#### Texto de leitura

Tributar ou Não tributar?
Enquanto
a venda de todas ou de uma parte da licença de mineração ou de petróleo
é um traço de rotina do sector extractivo, não existe nenhuma prática
padrão para o facto destas transferências serem ou não tributadas.
Existem países onde nenhum imposto é tributado sobre as mais-valias. A
partir de uma perspectiva económica, isto faz sentido porque o
desenvolvimento positivo do projecto muitas vezes depende da introdução
de novos parceiros comerciais com capacidade financeira e técnica
suficiente. Não é do interesse do Governo desencorajar a transferência
de propriedades para os compradores que se encontram melhor posicionados
para desenvolvê-los eficientemente.

########

Ordem de serviço 1
Traduza para inglês esta frase do texto sobre a tributação das transferências de licenças: "Existem países onde nenhum imposto é tributado sobre as mais-valias."
Ordem de serviço 2
Com base no texto sobre a tributação das transferências de licenças, responda:
(a) Que tipo de traço do sector extractivo é a venda de todas ou de uma parte da licença de mineração ou de petróleo?
(b) Existe uma prática padrão quanto à tributação destas transferências?
(c) Segundo o texto, de que depende muitas vezes o desenvolvimento positivo do projecto?
Ordem de serviço 3
Reproduza do texto sobre a tributação das transferências de licenças tudo o que vai desde "Tributar ou Não" até "para desenvolvê-los eficientemente.".

#### Dados fornecidos

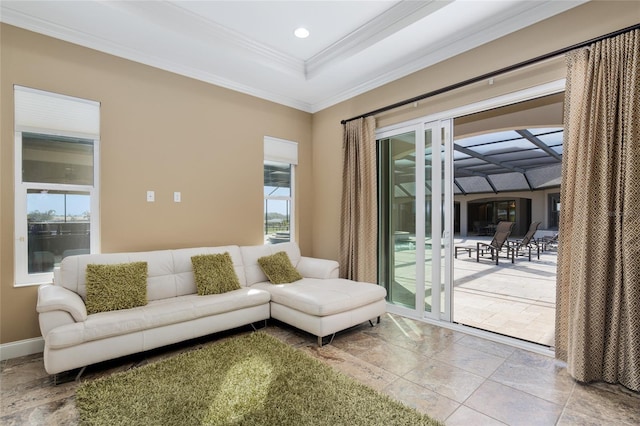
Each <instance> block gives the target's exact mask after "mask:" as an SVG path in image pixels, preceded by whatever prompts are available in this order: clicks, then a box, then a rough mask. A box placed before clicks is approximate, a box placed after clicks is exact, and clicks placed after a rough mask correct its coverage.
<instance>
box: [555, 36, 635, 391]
mask: <svg viewBox="0 0 640 426" xmlns="http://www.w3.org/2000/svg"><path fill="white" fill-rule="evenodd" d="M567 66H568V73H567V86H566V94H565V133H564V138H565V139H564V153H563V171H562V188H561V194H560V201H561V206H562V208H561V212H560V235H559V249H558V278H557V290H556V291H557V296H556V357H558V358H559V359H562V360H564V361H566V362H567V369H568V371H569V373H570V374H571V375H572V376H573V377H574V378H575V379H577V380H579V381H581V382H590V381H605V382H608V383H620V384H622V385H624V386H626V387H627V388H629V389H632V390H635V391H640V30H636V31H632V32H629V33H625V34H622V35H620V36H618V37H615V38H611V39H608V40H604V41H601V42H598V43H595V44H593V45H591V46H590V48H589V49H588V50H587V49H582V50H577V51H573V52H571V53H569V54H568V55H567Z"/></svg>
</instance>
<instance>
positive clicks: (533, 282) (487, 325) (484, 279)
mask: <svg viewBox="0 0 640 426" xmlns="http://www.w3.org/2000/svg"><path fill="white" fill-rule="evenodd" d="M477 241H481V240H480V239H477V238H476V239H469V240H462V239H456V245H461V246H474V247H475V246H476V242H477ZM557 256H558V252H557V251H556V250H555V249H552V250H547V251H544V252H542V253H541V254H540V259H537V256H536V254H535V251H534V253H533V254H532V258H531V261H528V260H527V258H526V257H517V258H516V261H515V263H511V262H510V261H508V260H506V259H503V258H501V259H500V262H499V264H498V265H495V264H494V263H492V262H491V261H490V259H487V260H482V259H481V261H480V262H477V261H476V257H475V253H472V254H471V257H469V256H468V254H467V253H466V252H462V251H461V252H459V253H458V258H457V259H455V260H454V266H453V267H454V271H453V273H454V297H453V303H454V311H453V312H454V317H453V319H454V321H455V322H457V323H460V324H464V325H469V326H472V327H476V328H480V329H483V330H489V331H492V332H495V333H500V334H504V335H507V336H512V337H516V338H519V339H523V340H527V341H530V342H534V343H538V344H542V345H545V346H554V344H555V313H556V304H555V300H556V270H557Z"/></svg>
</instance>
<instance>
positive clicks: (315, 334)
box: [240, 243, 387, 346]
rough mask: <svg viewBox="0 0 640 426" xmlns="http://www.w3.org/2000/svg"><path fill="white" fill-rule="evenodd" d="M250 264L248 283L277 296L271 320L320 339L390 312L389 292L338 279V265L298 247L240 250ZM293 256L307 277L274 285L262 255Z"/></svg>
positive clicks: (369, 284) (376, 287) (242, 247)
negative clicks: (281, 321) (389, 302)
mask: <svg viewBox="0 0 640 426" xmlns="http://www.w3.org/2000/svg"><path fill="white" fill-rule="evenodd" d="M240 250H241V252H242V257H243V259H244V262H245V271H246V279H247V285H248V286H250V287H251V288H256V289H261V290H266V291H268V292H269V293H270V294H271V318H274V319H277V320H279V321H282V322H284V323H287V324H289V325H292V326H294V327H296V328H299V329H301V330H304V331H307V332H309V333H311V334H313V335H315V336H317V337H318V345H319V346H322V344H323V337H326V336H330V335H331V336H332V335H334V334H335V333H336V332H338V331H342V330H345V329H347V328H349V327H353V326H355V325H358V324H361V323H363V322H366V321H368V320H371V319H377V320H378V321H379V320H380V316H381V315H383V314H384V313H385V312H386V296H387V292H386V290H385V288H384V287H381V286H379V285H377V284H371V283H364V282H357V281H352V280H347V279H342V278H338V273H339V264H338V262H336V261H332V260H325V259H317V258H308V257H303V256H301V255H300V249H299V248H298V245H297V244H296V243H282V244H274V245H261V246H244V247H240ZM279 251H284V252H286V253H287V255H288V257H289V259H290V260H291V263H292V264H293V265H294V266H295V268H296V269H297V270H298V271H299V272H300V273H301V275H302V276H303V278H302V279H300V280H297V281H294V282H291V283H287V284H272V283H271V282H270V281H269V279H268V278H267V276H266V275H265V273H264V272H263V271H262V269H261V268H260V266H259V265H258V259H259V258H261V257H265V256H269V255H273V254H274V253H276V252H279Z"/></svg>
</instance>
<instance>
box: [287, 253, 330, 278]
mask: <svg viewBox="0 0 640 426" xmlns="http://www.w3.org/2000/svg"><path fill="white" fill-rule="evenodd" d="M296 269H297V270H298V272H300V274H302V276H303V277H307V278H320V279H327V278H338V275H339V272H340V270H339V269H340V265H339V264H338V262H336V261H335V260H327V259H317V258H315V257H305V256H302V257H301V258H300V262H298V265H297V266H296Z"/></svg>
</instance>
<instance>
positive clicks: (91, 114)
mask: <svg viewBox="0 0 640 426" xmlns="http://www.w3.org/2000/svg"><path fill="white" fill-rule="evenodd" d="M14 97H15V98H14V101H15V125H16V128H15V130H16V131H34V130H35V131H38V130H40V131H42V130H45V131H47V132H48V133H52V134H58V133H62V134H70V133H72V134H82V135H84V136H87V137H91V138H93V139H99V137H100V103H99V102H95V101H89V100H86V99H81V98H75V97H72V96H66V95H61V94H58V93H52V92H45V91H42V90H37V89H32V88H29V87H23V86H17V85H16V86H14Z"/></svg>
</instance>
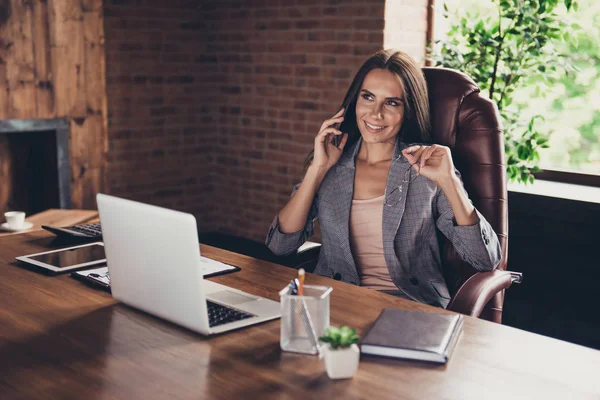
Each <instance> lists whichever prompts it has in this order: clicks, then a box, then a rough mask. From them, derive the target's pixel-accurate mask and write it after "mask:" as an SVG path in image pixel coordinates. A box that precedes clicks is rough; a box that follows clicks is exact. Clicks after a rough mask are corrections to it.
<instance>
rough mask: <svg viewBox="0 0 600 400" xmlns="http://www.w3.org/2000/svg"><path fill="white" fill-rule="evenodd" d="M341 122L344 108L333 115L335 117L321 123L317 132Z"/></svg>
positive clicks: (323, 121) (328, 119) (326, 120)
mask: <svg viewBox="0 0 600 400" xmlns="http://www.w3.org/2000/svg"><path fill="white" fill-rule="evenodd" d="M343 120H344V108H340V110H339V111H338V112H337V113H335V115H334V116H333V117H331V118H329V119H326V120H325V121H323V124H322V125H321V129H320V130H319V132H320V131H322V130H323V129H325V128H327V127H329V126H331V125H333V124H337V123H341V122H342V121H343Z"/></svg>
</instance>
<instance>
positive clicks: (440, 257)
mask: <svg viewBox="0 0 600 400" xmlns="http://www.w3.org/2000/svg"><path fill="white" fill-rule="evenodd" d="M338 124H341V125H339V129H338V128H337V126H338ZM343 132H345V133H343ZM340 138H341V140H340ZM338 142H339V143H338ZM428 142H430V141H429V100H428V95H427V85H426V83H425V79H424V77H423V74H422V72H421V69H420V68H419V67H418V66H417V65H416V64H415V62H414V61H413V60H412V59H411V58H410V57H408V56H407V55H406V54H404V53H402V52H400V51H391V50H384V51H380V52H378V53H376V54H375V55H373V56H372V57H371V58H369V59H368V60H367V61H366V62H365V64H364V65H363V66H362V67H361V69H360V70H359V72H358V73H357V75H356V77H355V78H354V81H353V82H352V84H351V86H350V89H349V90H348V93H347V94H346V97H345V99H344V102H343V104H342V109H341V110H340V111H339V112H338V113H337V114H336V115H334V116H333V118H331V119H328V120H326V121H325V122H323V125H322V126H321V130H320V131H319V133H318V134H317V136H316V137H315V142H314V151H313V153H311V155H310V156H309V158H308V159H307V168H306V171H305V175H304V179H303V180H302V183H301V184H299V185H296V187H295V188H294V192H293V193H292V198H291V199H290V200H289V202H288V203H287V204H286V205H285V207H283V209H282V210H281V211H280V213H279V215H278V216H277V217H275V220H274V221H273V223H272V225H271V228H270V229H269V233H268V235H267V240H266V244H267V246H269V248H270V249H271V250H272V251H273V252H274V253H275V254H289V253H292V252H294V251H296V249H298V247H300V246H301V245H302V244H303V243H304V242H305V241H306V239H307V238H308V237H310V236H312V234H313V221H314V219H315V218H319V223H320V228H321V234H322V242H323V246H322V249H321V252H320V255H319V261H318V264H317V267H316V269H315V273H317V274H320V275H324V276H328V277H333V278H336V279H341V280H342V281H344V282H348V283H352V284H355V285H361V286H365V287H368V288H372V289H376V290H382V291H385V292H387V293H391V294H394V295H397V296H400V297H404V298H407V299H412V300H416V301H419V302H422V303H427V304H431V305H435V306H439V307H446V306H447V305H448V303H449V301H450V294H449V292H448V288H447V286H446V283H445V281H444V277H443V269H442V263H441V255H440V244H439V242H438V232H441V233H442V234H443V235H444V236H446V237H447V238H448V239H449V240H450V241H451V242H452V243H453V245H454V247H455V249H456V251H457V252H458V254H459V255H460V256H461V257H462V258H463V259H464V260H465V261H467V262H468V263H470V264H471V265H472V266H473V267H474V268H476V269H477V270H480V271H489V270H492V269H494V268H495V267H496V266H497V265H498V263H499V262H500V257H501V253H500V244H499V242H498V238H497V237H496V234H495V233H494V231H493V229H492V228H491V226H490V225H489V223H488V222H487V221H486V220H485V218H484V217H483V216H482V215H481V214H480V213H479V212H478V211H477V210H476V209H475V208H474V207H473V205H472V204H471V202H470V201H469V198H468V196H467V193H466V192H465V191H464V189H463V186H462V182H461V180H460V175H459V174H458V171H456V170H455V168H454V164H453V162H452V157H451V154H450V149H449V148H447V147H445V146H440V145H435V144H431V145H428V144H426V143H428ZM336 143H338V146H336ZM416 143H420V144H416Z"/></svg>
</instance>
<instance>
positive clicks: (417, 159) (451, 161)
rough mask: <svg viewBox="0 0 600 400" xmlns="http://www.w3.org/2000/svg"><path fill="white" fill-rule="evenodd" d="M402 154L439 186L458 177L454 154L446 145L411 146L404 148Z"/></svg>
mask: <svg viewBox="0 0 600 400" xmlns="http://www.w3.org/2000/svg"><path fill="white" fill-rule="evenodd" d="M402 154H404V157H406V159H407V160H408V161H409V162H410V163H411V164H412V166H413V168H415V170H416V171H417V172H418V173H419V174H420V175H423V176H424V177H426V178H429V179H431V180H432V181H434V182H435V183H436V184H437V185H438V186H443V185H445V184H446V183H448V182H452V181H453V180H454V178H455V177H456V174H455V173H454V163H453V162H452V155H451V153H450V149H449V148H448V147H446V146H441V145H439V144H432V145H431V146H418V145H417V146H410V147H407V148H406V149H404V150H402Z"/></svg>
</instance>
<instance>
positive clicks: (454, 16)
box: [434, 0, 600, 187]
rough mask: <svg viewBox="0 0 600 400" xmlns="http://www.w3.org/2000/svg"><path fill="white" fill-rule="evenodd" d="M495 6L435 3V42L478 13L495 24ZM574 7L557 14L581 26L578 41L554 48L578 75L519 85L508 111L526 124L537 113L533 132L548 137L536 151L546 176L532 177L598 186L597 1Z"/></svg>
mask: <svg viewBox="0 0 600 400" xmlns="http://www.w3.org/2000/svg"><path fill="white" fill-rule="evenodd" d="M498 2H499V0H496V1H492V0H446V1H445V2H444V0H438V2H437V8H436V16H435V30H434V32H435V35H436V37H435V40H445V39H446V38H447V35H448V32H449V31H450V29H451V27H452V26H453V25H456V24H457V23H458V21H459V19H460V18H473V16H474V15H475V14H476V13H478V14H480V15H481V16H484V17H489V18H490V19H493V18H495V19H496V20H497V18H498V6H497V4H498ZM577 2H578V3H579V4H578V6H579V7H578V9H572V10H571V11H570V12H569V13H567V11H566V8H565V7H564V5H562V4H561V6H560V7H562V8H560V9H559V12H560V13H561V14H562V15H564V16H565V18H567V19H568V20H570V21H576V22H577V24H578V25H579V27H580V28H579V27H578V28H577V33H576V35H575V36H576V37H570V38H566V39H569V41H559V43H557V44H556V45H555V48H554V49H555V50H556V51H558V52H560V53H563V54H565V55H568V56H569V58H570V59H571V60H572V64H573V65H574V66H575V67H576V68H577V70H578V71H576V72H572V73H569V74H564V73H563V74H562V75H561V76H560V77H559V78H558V79H556V80H554V81H552V82H551V85H550V86H548V87H546V86H545V85H540V84H539V83H538V82H539V81H535V80H532V81H531V82H528V81H527V80H525V81H523V84H522V85H519V86H520V87H518V88H516V90H515V91H514V93H513V95H512V97H513V101H512V104H511V107H515V108H518V110H519V116H520V117H522V119H523V120H525V121H526V120H529V119H531V117H533V116H535V115H536V114H540V115H542V116H543V119H538V120H536V127H537V128H538V131H541V132H543V133H545V134H546V135H547V137H548V145H549V148H547V149H542V150H541V151H540V160H539V165H540V167H541V168H542V169H543V170H544V171H542V172H541V173H538V174H536V177H538V178H541V179H548V180H556V181H563V182H569V183H578V184H585V185H591V186H598V187H600V2H598V1H597V0H577ZM444 3H445V4H446V7H443V5H444ZM525 3H529V2H525ZM532 4H533V2H532ZM444 9H446V12H444ZM444 13H445V14H446V15H447V17H444ZM467 13H469V14H467ZM542 68H543V67H542ZM478 83H480V82H478ZM484 93H485V91H484Z"/></svg>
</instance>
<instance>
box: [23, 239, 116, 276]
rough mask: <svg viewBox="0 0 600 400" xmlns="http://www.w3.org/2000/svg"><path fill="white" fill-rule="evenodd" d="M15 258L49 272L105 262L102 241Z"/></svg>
mask: <svg viewBox="0 0 600 400" xmlns="http://www.w3.org/2000/svg"><path fill="white" fill-rule="evenodd" d="M15 258H16V259H17V260H19V261H22V262H24V263H27V264H30V265H35V266H37V267H40V268H44V269H45V270H47V271H49V272H51V273H61V272H68V271H73V270H76V269H79V268H84V267H90V266H93V265H98V264H104V263H106V256H105V255H104V243H102V242H94V243H87V244H84V245H79V246H73V247H67V248H65V249H58V250H51V251H45V252H43V253H35V254H28V255H26V256H20V257H15Z"/></svg>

########

Resposta 1
There are countries where no tax is levied on capital gains.

Resposta 2
(a) É um traço de rotina.
(b) Não, não existe nenhuma prática padrão.
(c) Depende da introdução de novos parceiros comerciais com capacidade financeira e técnica suficiente.

Resposta 3
Tributar ou Não tributar?
Enquanto
a venda de todas ou de uma parte da licença de mineração ou de petróleo
é um traço de rotina do sector extractivo, não existe nenhuma prática
padrão para o facto destas transferências serem ou não tributadas.
Existem países onde nenhum imposto é tributado sobre as mais-valias. A
partir de uma perspectiva económica, isto faz sentido porque o
desenvolvimento positivo do projecto muitas vezes depende da introdução
de novos parceiros comerciais com capacidade financeira e técnica
suficiente. Não é do interesse do Governo desencorajar a transferência
de propriedades para os compradores que se encontram melhor posicionados
para desenvolvê-los eficientemente.